_What you are asked to do_
Count the lines in the items below that contain the string "shoreline", matching case exactly. Reply with the number only.

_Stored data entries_
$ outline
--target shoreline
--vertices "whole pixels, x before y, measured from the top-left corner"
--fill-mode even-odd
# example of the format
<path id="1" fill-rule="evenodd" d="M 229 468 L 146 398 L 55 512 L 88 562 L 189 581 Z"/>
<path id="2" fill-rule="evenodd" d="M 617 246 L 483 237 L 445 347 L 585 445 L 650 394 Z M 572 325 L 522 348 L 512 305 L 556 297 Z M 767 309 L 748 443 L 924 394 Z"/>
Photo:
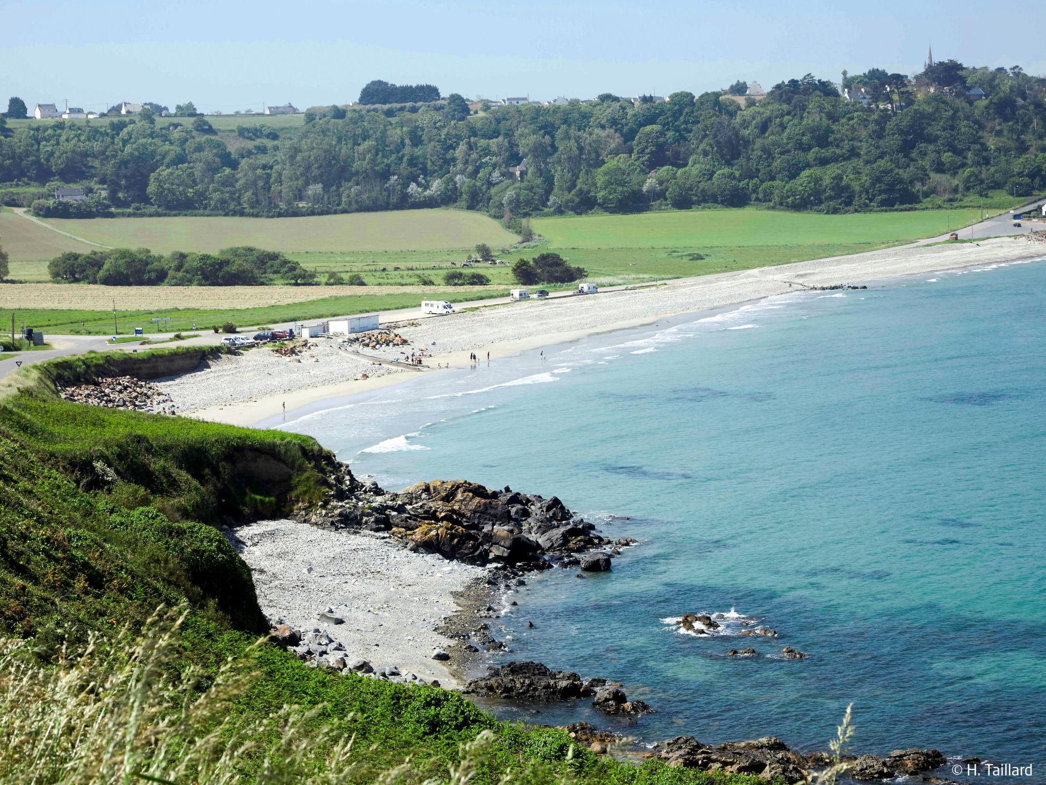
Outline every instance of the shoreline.
<path id="1" fill-rule="evenodd" d="M 1013 244 L 1017 245 L 1016 242 L 1013 242 Z M 987 244 L 985 243 L 985 245 Z M 976 247 L 976 246 L 970 244 L 968 245 L 968 248 L 969 247 Z M 956 264 L 956 259 L 952 254 L 941 254 L 941 253 L 931 254 L 930 260 L 927 260 L 924 254 L 919 254 L 919 259 L 927 262 L 927 266 L 925 268 L 910 269 L 909 266 L 906 269 L 903 269 L 902 271 L 893 271 L 896 268 L 896 265 L 884 264 L 876 269 L 867 269 L 866 271 L 871 273 L 878 272 L 885 274 L 868 274 L 865 275 L 864 277 L 856 277 L 840 283 L 857 284 L 859 282 L 882 282 L 886 279 L 905 277 L 910 275 L 962 270 L 973 267 L 990 267 L 992 265 L 999 265 L 999 264 L 1007 265 L 1014 263 L 1031 262 L 1043 259 L 1044 254 L 1041 250 L 1039 250 L 1041 247 L 1042 246 L 1038 244 L 1032 245 L 1028 243 L 1021 243 L 1021 245 L 1018 246 L 1018 249 L 1026 252 L 1007 253 L 1004 254 L 1004 256 L 1001 259 L 993 255 L 993 257 L 990 257 L 987 260 L 985 260 L 982 256 L 979 256 L 979 254 L 977 259 L 974 259 L 970 251 L 965 251 L 965 253 L 962 254 L 964 259 L 961 260 L 962 262 L 961 264 Z M 936 265 L 929 264 L 931 261 L 937 261 L 943 264 L 936 264 Z M 813 289 L 814 287 L 820 287 L 820 286 L 838 286 L 838 284 L 831 282 L 833 279 L 832 276 L 838 276 L 842 274 L 841 272 L 839 272 L 839 268 L 832 268 L 829 270 L 825 270 L 823 268 L 815 268 L 812 271 L 810 271 L 806 268 L 810 268 L 812 264 L 813 263 L 798 263 L 796 265 L 784 266 L 784 268 L 768 268 L 766 270 L 747 271 L 747 272 L 755 272 L 755 273 L 781 272 L 784 271 L 786 268 L 788 268 L 788 270 L 791 273 L 795 273 L 800 276 L 809 275 L 810 277 L 805 278 L 808 281 L 818 279 L 813 276 L 820 276 L 820 275 L 829 276 L 827 278 L 828 283 L 824 284 L 811 283 L 809 285 L 804 285 L 803 288 Z M 842 269 L 850 270 L 852 268 L 850 266 L 845 266 Z M 746 273 L 738 273 L 736 276 L 730 276 L 730 279 L 742 276 L 744 276 L 746 281 L 755 277 Z M 748 281 L 748 283 L 752 282 Z M 756 278 L 755 283 L 758 283 L 758 278 Z M 715 302 L 714 305 L 711 305 L 709 307 L 698 308 L 689 311 L 669 311 L 649 316 L 636 317 L 628 320 L 604 322 L 599 324 L 579 328 L 573 331 L 551 331 L 551 332 L 533 333 L 531 335 L 519 337 L 513 340 L 495 341 L 487 344 L 481 344 L 481 347 L 477 350 L 457 349 L 456 351 L 447 352 L 445 354 L 436 354 L 431 357 L 430 361 L 439 363 L 449 362 L 452 366 L 461 368 L 468 366 L 468 355 L 470 354 L 470 351 L 476 351 L 477 354 L 490 351 L 492 359 L 503 358 L 503 357 L 519 355 L 526 351 L 537 350 L 538 347 L 549 346 L 558 343 L 566 343 L 599 334 L 639 328 L 646 324 L 651 324 L 653 322 L 656 322 L 660 319 L 667 317 L 681 316 L 684 314 L 707 313 L 714 310 L 729 309 L 743 305 L 745 302 L 757 301 L 765 299 L 766 297 L 775 296 L 778 294 L 787 294 L 790 292 L 801 291 L 801 289 L 796 289 L 794 286 L 791 288 L 786 287 L 783 289 L 780 289 L 779 286 L 781 282 L 776 282 L 776 283 L 778 285 L 777 290 L 769 291 L 766 293 L 759 293 L 756 296 L 747 297 L 744 299 L 732 299 L 730 301 Z M 783 283 L 787 285 L 788 279 L 784 279 Z M 666 288 L 670 289 L 672 287 L 670 285 L 667 285 Z M 577 300 L 574 299 L 567 300 L 567 302 L 571 304 L 576 301 Z M 538 304 L 524 304 L 524 305 L 538 305 Z M 538 307 L 540 308 L 541 305 L 538 305 Z M 501 311 L 503 313 L 505 312 L 504 309 L 485 309 L 485 310 Z M 465 314 L 462 314 L 462 316 L 464 315 Z M 446 327 L 453 327 L 453 324 L 451 323 L 452 320 L 446 320 L 446 321 L 433 320 L 433 321 L 436 321 L 437 323 L 414 327 L 414 328 L 407 327 L 403 328 L 403 332 L 406 335 L 411 331 L 416 331 L 422 335 L 426 335 L 424 331 L 430 331 L 427 335 L 428 337 L 433 335 L 432 332 L 433 328 L 442 329 Z M 435 333 L 435 337 L 439 343 L 442 343 L 444 340 L 447 340 L 447 338 L 439 333 Z M 439 343 L 437 343 L 437 345 L 439 345 Z M 383 388 L 387 388 L 392 385 L 407 383 L 414 379 L 422 379 L 426 376 L 429 376 L 429 374 L 433 373 L 433 371 L 434 369 L 418 374 L 412 374 L 409 372 L 392 373 L 382 377 L 371 378 L 367 380 L 351 380 L 351 381 L 340 382 L 337 384 L 308 387 L 300 390 L 295 390 L 294 392 L 287 394 L 283 396 L 269 396 L 262 400 L 243 401 L 231 405 L 213 407 L 212 410 L 200 409 L 194 412 L 192 416 L 203 418 L 208 413 L 220 413 L 223 416 L 222 419 L 220 420 L 222 422 L 230 422 L 231 420 L 226 418 L 231 418 L 235 420 L 234 424 L 238 425 L 265 423 L 269 419 L 279 417 L 281 408 L 279 404 L 281 401 L 286 400 L 288 402 L 293 401 L 294 404 L 296 404 L 290 407 L 292 409 L 291 412 L 289 412 L 291 417 L 288 417 L 286 420 L 287 422 L 291 422 L 294 419 L 297 419 L 297 417 L 301 417 L 302 414 L 308 413 L 306 410 L 310 409 L 310 407 L 315 407 L 313 410 L 323 410 L 325 408 L 328 408 L 334 403 L 333 399 L 336 397 L 338 398 L 354 397 L 371 391 L 377 392 Z M 417 383 L 425 383 L 425 382 L 418 381 Z M 317 404 L 320 405 L 317 406 Z M 215 411 L 215 409 L 218 411 Z M 554 493 L 555 491 L 555 489 L 535 489 L 535 490 L 546 493 Z M 349 535 L 356 534 L 356 537 L 351 536 L 343 537 L 343 535 L 345 534 Z M 369 539 L 368 536 L 359 535 L 358 533 L 355 532 L 339 532 L 337 533 L 337 536 L 341 537 L 341 539 L 343 539 L 346 542 L 351 542 L 353 540 L 356 540 L 361 537 L 363 539 Z M 413 571 L 413 565 L 422 564 L 422 562 L 419 561 L 420 559 L 432 559 L 432 558 L 438 559 L 438 557 L 432 557 L 431 555 L 423 557 L 417 554 L 412 554 L 406 548 L 402 548 L 399 545 L 395 545 L 391 542 L 384 544 L 387 544 L 390 548 L 395 548 L 400 553 L 402 553 L 405 559 L 404 562 L 405 565 L 407 561 L 411 561 L 412 563 L 412 567 L 408 568 L 405 566 L 403 573 L 400 574 L 399 576 L 393 576 L 393 575 L 389 576 L 389 580 L 392 581 L 393 584 L 395 584 L 397 581 L 402 583 L 402 581 L 405 578 L 410 576 L 411 573 Z M 453 562 L 447 562 L 447 564 L 452 564 L 452 563 Z M 411 668 L 411 670 L 415 670 L 415 672 L 418 672 L 420 675 L 424 675 L 424 677 L 428 679 L 431 679 L 434 675 L 438 676 L 439 681 L 442 686 L 450 687 L 452 689 L 453 688 L 460 689 L 461 687 L 463 687 L 468 682 L 469 678 L 477 675 L 479 669 L 482 668 L 482 666 L 486 661 L 488 661 L 490 654 L 496 653 L 497 651 L 503 648 L 503 644 L 499 644 L 498 641 L 496 640 L 497 638 L 496 634 L 494 634 L 497 626 L 494 620 L 500 618 L 500 614 L 504 611 L 504 608 L 501 607 L 501 604 L 508 602 L 508 600 L 510 599 L 508 597 L 508 592 L 510 592 L 514 589 L 515 581 L 519 578 L 519 576 L 515 574 L 514 570 L 505 569 L 503 567 L 498 567 L 498 566 L 487 565 L 483 567 L 476 567 L 475 569 L 479 570 L 478 574 L 475 574 L 471 578 L 469 578 L 469 580 L 464 583 L 464 585 L 450 587 L 442 584 L 435 584 L 432 587 L 432 593 L 429 596 L 429 599 L 435 599 L 439 602 L 449 600 L 455 606 L 455 609 L 453 611 L 445 614 L 434 624 L 434 626 L 429 626 L 427 628 L 427 630 L 432 635 L 436 636 L 437 641 L 441 642 L 439 645 L 441 645 L 442 648 L 445 648 L 446 651 L 448 651 L 451 654 L 451 658 L 442 663 L 435 663 L 435 661 L 428 663 L 427 665 L 431 667 L 431 670 L 428 672 L 424 670 L 424 665 Z M 254 568 L 252 566 L 252 573 L 253 571 Z M 402 588 L 402 585 L 393 587 Z M 262 599 L 262 595 L 263 592 L 259 589 L 259 600 Z M 267 612 L 269 612 L 269 608 L 264 608 L 264 609 Z M 388 620 L 386 620 L 385 624 L 389 627 L 401 626 L 404 623 L 404 619 L 409 618 L 411 610 L 408 608 L 403 608 L 401 609 L 401 612 L 406 613 L 408 615 L 407 616 L 401 615 L 400 619 L 393 618 L 391 620 L 392 624 L 388 624 Z M 488 631 L 491 633 L 490 636 L 493 643 L 490 646 L 484 645 L 483 650 L 477 650 L 477 651 L 467 650 L 465 646 L 470 645 L 469 633 L 475 634 L 476 631 L 483 624 L 488 624 L 490 627 L 492 628 Z M 417 651 L 414 652 L 414 654 L 417 656 L 424 656 L 424 652 L 420 650 L 420 648 L 418 648 Z M 400 664 L 396 663 L 396 665 Z M 446 675 L 440 675 L 441 673 L 446 673 Z M 484 701 L 480 700 L 478 702 L 484 709 L 488 711 L 491 710 L 491 706 L 487 705 Z"/>
<path id="2" fill-rule="evenodd" d="M 644 327 L 664 318 L 707 313 L 780 294 L 971 267 L 1032 262 L 1043 257 L 1046 257 L 1046 243 L 1032 243 L 1020 238 L 998 238 L 979 244 L 892 248 L 720 273 L 685 283 L 668 282 L 657 287 L 596 296 L 500 305 L 462 312 L 449 319 L 392 322 L 391 328 L 412 346 L 431 352 L 426 357 L 430 367 L 415 372 L 385 365 L 379 376 L 362 379 L 359 378 L 360 372 L 370 369 L 372 365 L 358 359 L 346 368 L 346 374 L 353 374 L 354 378 L 346 379 L 346 374 L 342 374 L 340 381 L 324 380 L 317 384 L 308 381 L 302 384 L 300 374 L 295 373 L 300 368 L 272 368 L 269 375 L 280 376 L 277 385 L 282 384 L 283 391 L 241 394 L 240 398 L 233 394 L 231 401 L 203 406 L 190 404 L 183 407 L 182 413 L 229 425 L 275 427 L 339 405 L 356 396 L 448 369 L 431 367 L 433 364 L 449 365 L 450 369 L 467 368 L 472 353 L 481 360 L 485 359 L 487 352 L 492 360 L 503 359 L 559 343 Z M 324 339 L 320 340 L 326 343 Z M 386 351 L 374 356 L 388 361 L 405 354 L 402 351 Z M 243 369 L 249 371 L 250 353 L 245 357 L 247 367 Z M 200 374 L 201 377 L 204 375 Z M 185 375 L 179 380 L 192 376 Z M 198 387 L 209 386 L 204 379 L 200 379 Z M 161 387 L 164 385 L 161 384 Z M 182 392 L 166 387 L 164 390 L 175 396 L 176 400 Z M 249 389 L 244 392 L 249 392 Z M 200 391 L 189 388 L 185 395 L 191 399 Z"/>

_Solution to this exercise_
2